Records taken from a dataset =
################

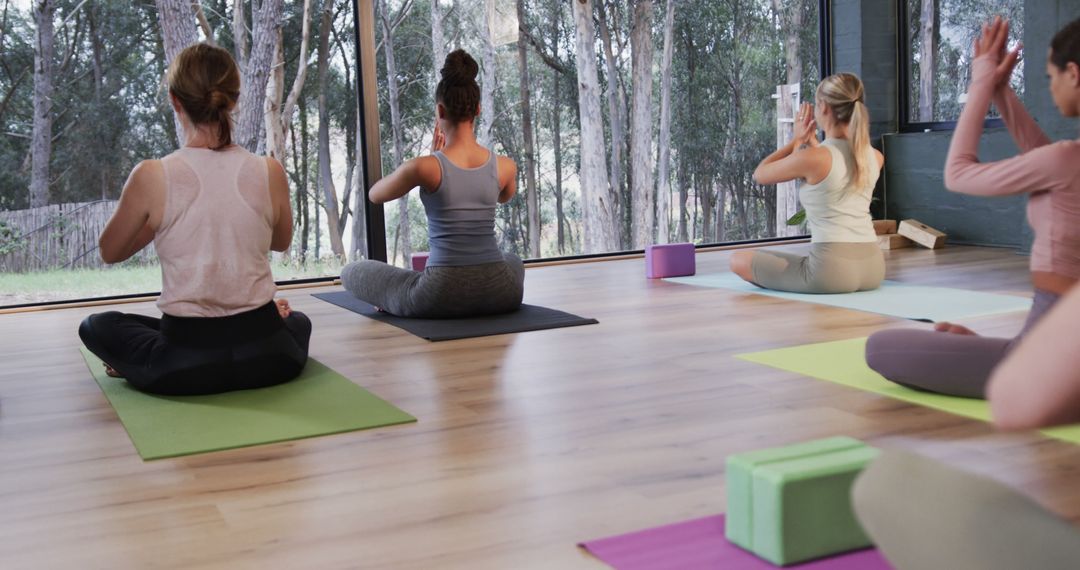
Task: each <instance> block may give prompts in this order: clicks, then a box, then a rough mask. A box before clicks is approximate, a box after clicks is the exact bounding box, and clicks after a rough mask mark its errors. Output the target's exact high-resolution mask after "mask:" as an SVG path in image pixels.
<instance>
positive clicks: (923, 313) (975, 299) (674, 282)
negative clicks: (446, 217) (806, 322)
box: [664, 273, 1031, 323]
mask: <svg viewBox="0 0 1080 570" xmlns="http://www.w3.org/2000/svg"><path fill="white" fill-rule="evenodd" d="M664 281H670V282H672V283H681V284H684V285H697V286H699V287H714V288H719V289H730V290H735V291H740V293H753V294H757V295H767V296H769V297H778V298H781V299H788V300H793V301H804V302H812V303H819V304H828V306H832V307H840V308H843V309H853V310H856V311H865V312H868V313H878V314H883V315H889V316H899V317H901V318H910V320H913V321H923V322H928V323H939V322H942V321H955V320H957V318H966V317H967V318H970V317H974V316H987V315H993V314H1000V313H1011V312H1014V311H1028V310H1030V309H1031V299H1029V298H1026V297H1016V296H1013V295H998V294H994V293H983V291H971V290H963V289H951V288H948V287H927V286H922V285H907V284H904V283H897V282H894V281H887V282H885V283H882V284H881V287H880V288H878V289H875V290H870V291H859V293H847V294H839V295H809V294H801V293H785V291H774V290H769V289H762V288H760V287H758V286H756V285H753V284H751V283H746V282H745V281H743V280H742V279H740V277H739V275H735V274H734V273H712V274H706V275H692V276H689V277H669V279H665V280H664Z"/></svg>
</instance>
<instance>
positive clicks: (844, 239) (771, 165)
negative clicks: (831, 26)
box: [731, 73, 885, 294]
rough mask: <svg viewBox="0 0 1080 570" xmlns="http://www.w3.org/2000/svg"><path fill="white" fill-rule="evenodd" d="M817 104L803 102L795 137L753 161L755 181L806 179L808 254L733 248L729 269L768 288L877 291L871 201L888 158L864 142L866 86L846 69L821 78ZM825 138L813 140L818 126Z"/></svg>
mask: <svg viewBox="0 0 1080 570" xmlns="http://www.w3.org/2000/svg"><path fill="white" fill-rule="evenodd" d="M816 99H818V103H816V105H814V106H811V105H810V104H805V105H804V106H802V108H801V109H800V110H799V116H798V118H797V119H796V124H795V138H794V139H793V140H792V141H791V142H789V144H788V145H786V146H785V147H784V148H781V149H780V150H778V151H775V152H773V153H772V154H770V155H769V157H768V158H766V159H765V160H764V161H761V164H759V165H758V167H757V169H756V171H755V172H754V179H755V180H757V182H758V184H764V185H772V184H779V182H786V181H791V180H804V182H805V185H804V186H802V188H801V189H800V190H799V200H800V201H801V203H802V207H804V208H805V209H806V214H807V222H808V225H809V226H810V235H811V242H812V243H811V245H810V255H808V256H796V255H792V254H785V253H782V252H769V250H764V249H757V250H745V252H738V253H735V254H734V255H733V256H732V257H731V270H732V271H733V272H735V273H737V274H738V275H739V276H741V277H742V279H744V280H746V281H748V282H751V283H754V284H755V285H758V286H759V287H764V288H767V289H777V290H786V291H794V293H815V294H836V293H853V291H856V290H868V289H876V288H877V287H878V286H879V285H880V284H881V281H882V280H883V279H885V257H883V256H882V254H881V250H880V249H879V248H878V245H877V235H876V234H875V232H874V222H873V220H872V218H870V213H869V206H870V201H872V199H873V194H874V187H875V185H876V184H877V180H878V176H879V175H880V172H881V166H882V165H883V164H885V157H883V155H882V154H881V153H880V152H878V151H877V150H875V149H874V148H872V147H870V145H869V113H868V112H867V109H866V104H865V103H864V100H863V83H862V81H860V80H859V78H858V77H855V76H853V74H851V73H839V74H836V76H831V77H828V78H825V80H824V81H822V82H821V84H820V85H818V92H816ZM819 126H820V127H821V128H822V130H823V131H824V132H825V140H824V141H823V142H821V144H819V142H818V137H816V133H818V127H819Z"/></svg>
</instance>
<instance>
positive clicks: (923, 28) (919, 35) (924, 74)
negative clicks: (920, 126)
mask: <svg viewBox="0 0 1080 570" xmlns="http://www.w3.org/2000/svg"><path fill="white" fill-rule="evenodd" d="M921 8H922V13H921V14H920V15H919V39H920V41H919V121H921V122H924V123H929V122H931V121H933V120H934V79H935V78H936V74H937V65H936V60H935V59H936V57H937V26H939V17H937V0H922V6H921Z"/></svg>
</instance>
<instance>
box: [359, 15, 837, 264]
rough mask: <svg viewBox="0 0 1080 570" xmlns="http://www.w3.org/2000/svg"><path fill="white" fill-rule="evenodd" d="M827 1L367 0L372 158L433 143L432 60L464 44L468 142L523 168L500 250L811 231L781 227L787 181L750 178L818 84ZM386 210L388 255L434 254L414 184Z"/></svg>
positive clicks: (690, 239) (600, 250) (402, 160)
mask: <svg viewBox="0 0 1080 570" xmlns="http://www.w3.org/2000/svg"><path fill="white" fill-rule="evenodd" d="M821 5H823V3H821V2H819V0H798V1H783V2H782V1H779V0H633V1H611V0H585V1H581V0H573V1H572V2H568V1H565V0H375V2H374V5H373V6H372V10H373V12H374V15H375V18H374V19H375V22H374V27H375V31H376V38H377V50H378V54H377V81H378V100H379V105H378V114H379V121H380V133H381V141H380V142H381V148H380V151H381V152H380V153H381V159H382V168H383V171H384V172H390V171H391V169H392V168H394V167H395V166H396V165H399V164H400V163H402V162H403V161H405V160H408V159H410V158H414V157H418V155H422V154H426V153H428V152H429V151H430V150H429V149H430V144H431V130H432V125H433V123H434V101H433V98H434V96H433V95H434V87H435V83H436V79H437V77H438V69H440V67H441V66H442V64H443V57H444V56H445V54H446V53H447V52H449V51H451V50H455V49H458V48H460V49H464V50H467V51H468V52H469V53H470V54H471V55H472V56H473V57H474V58H475V59H476V60H477V62H478V63H480V66H481V73H480V78H478V81H480V83H481V87H482V99H483V100H482V106H481V107H482V113H481V117H480V118H478V121H477V123H476V130H477V137H478V139H480V140H481V142H482V144H485V145H487V146H489V147H490V148H492V149H495V150H496V152H498V153H500V154H505V155H509V157H511V158H513V159H514V161H515V162H516V163H517V165H518V180H517V188H518V194H517V196H516V198H514V199H513V200H512V201H511V202H510V203H509V204H507V205H504V206H500V208H499V209H498V214H497V220H496V232H497V236H498V240H499V242H500V244H501V246H502V247H503V249H504V250H509V252H513V253H515V254H517V255H519V256H521V257H523V258H531V259H537V258H550V257H562V256H571V255H580V254H604V253H611V252H620V250H629V249H640V248H642V247H644V246H645V245H647V244H651V243H657V242H658V241H661V242H667V241H688V242H694V243H698V244H703V243H717V242H729V241H741V240H756V239H765V238H774V236H782V235H795V234H800V233H805V230H804V229H801V228H799V227H798V226H795V227H787V226H786V225H785V221H786V219H787V217H788V216H789V215H791V214H794V208H792V207H791V206H789V205H788V207H787V211H785V209H784V204H785V203H787V204H791V203H792V202H794V200H793V198H794V196H793V194H794V192H795V191H796V188H795V185H788V186H785V187H783V188H780V189H778V188H777V187H771V186H770V187H766V186H760V185H757V184H755V182H754V180H753V178H752V176H751V174H752V172H753V171H754V167H755V166H756V164H757V162H758V161H759V160H760V159H761V158H764V157H765V155H767V154H768V153H769V152H771V151H772V150H774V149H775V148H777V141H778V137H782V136H784V135H783V133H784V130H785V128H787V130H789V128H791V123H789V121H787V122H785V121H784V119H785V114H786V113H789V112H791V111H789V109H791V107H792V101H793V99H794V100H795V101H797V100H799V99H801V100H809V99H810V98H812V96H813V87H814V85H815V84H816V82H818V80H819V79H820V78H821V63H820V62H821V42H820V32H819V29H820V23H819V15H820V8H821ZM786 84H796V85H799V86H798V87H795V89H794V90H793V89H791V87H787V89H781V85H786ZM778 93H780V94H782V97H783V98H784V99H785V100H783V101H779V100H778V99H777V95H778ZM778 105H785V106H786V107H782V108H783V109H787V110H786V111H784V112H782V113H781V116H780V117H779V119H780V121H778ZM786 117H788V118H789V114H786ZM778 203H779V204H780V206H779V207H778ZM383 213H384V232H386V233H384V238H386V255H387V258H388V259H389V260H390V262H392V263H395V264H399V266H404V264H406V263H407V259H408V257H409V255H410V254H411V253H415V252H421V250H426V249H427V248H428V238H427V223H426V219H424V213H423V208H422V205H421V204H420V201H419V200H418V198H417V195H416V193H415V192H414V193H413V194H411V195H409V196H408V198H407V199H406V200H402V201H399V202H395V203H390V204H387V205H386V206H384V209H383ZM376 255H378V253H376Z"/></svg>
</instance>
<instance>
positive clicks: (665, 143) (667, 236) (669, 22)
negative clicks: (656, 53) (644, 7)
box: [657, 0, 676, 244]
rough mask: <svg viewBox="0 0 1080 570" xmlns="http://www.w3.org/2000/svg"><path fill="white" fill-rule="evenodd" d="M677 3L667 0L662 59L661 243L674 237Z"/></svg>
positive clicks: (660, 168) (657, 169)
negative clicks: (675, 97) (672, 190)
mask: <svg viewBox="0 0 1080 570" xmlns="http://www.w3.org/2000/svg"><path fill="white" fill-rule="evenodd" d="M675 2H676V0H667V5H666V9H665V10H664V51H663V56H662V58H661V60H660V160H659V164H658V166H657V178H658V180H659V184H658V186H657V243H661V244H664V243H667V242H669V240H670V239H671V221H670V220H671V192H672V184H671V144H672V97H671V91H672V58H673V55H674V52H675V46H674V45H673V44H672V41H673V40H674V38H673V35H674V31H673V30H674V27H675Z"/></svg>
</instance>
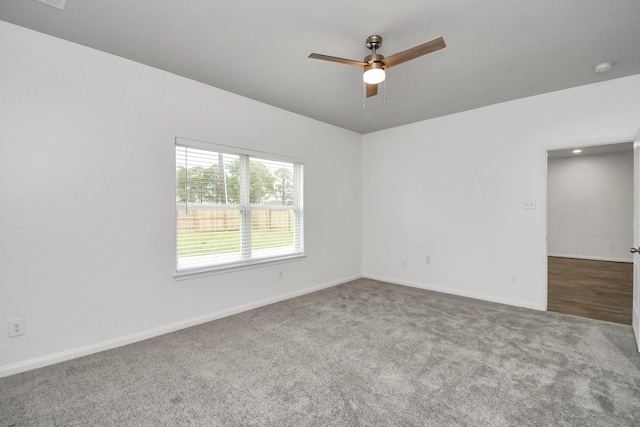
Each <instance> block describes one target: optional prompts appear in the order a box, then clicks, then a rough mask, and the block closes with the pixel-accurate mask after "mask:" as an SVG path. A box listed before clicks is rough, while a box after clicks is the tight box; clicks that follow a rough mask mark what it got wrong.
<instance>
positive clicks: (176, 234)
mask: <svg viewBox="0 0 640 427" xmlns="http://www.w3.org/2000/svg"><path fill="white" fill-rule="evenodd" d="M302 178H303V171H302V163H301V162H299V161H294V160H292V159H287V158H284V157H282V156H275V155H272V154H267V153H259V152H253V151H249V150H243V149H239V148H234V147H228V146H221V145H213V144H208V143H203V142H198V141H191V140H186V139H182V138H177V139H176V249H177V250H176V276H186V275H193V274H201V273H204V272H210V271H216V270H223V269H224V270H226V269H234V268H243V267H246V266H250V265H254V264H259V263H266V262H274V261H282V260H287V259H291V258H297V257H301V256H303V253H304V245H303V209H302V188H303V181H302Z"/></svg>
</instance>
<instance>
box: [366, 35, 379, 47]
mask: <svg viewBox="0 0 640 427" xmlns="http://www.w3.org/2000/svg"><path fill="white" fill-rule="evenodd" d="M380 46H382V37H381V36H369V37H367V49H380Z"/></svg>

################

Task statement =
Give only the number of lines in the material that contain the string "positive", counting case as significant.

Answer space =
7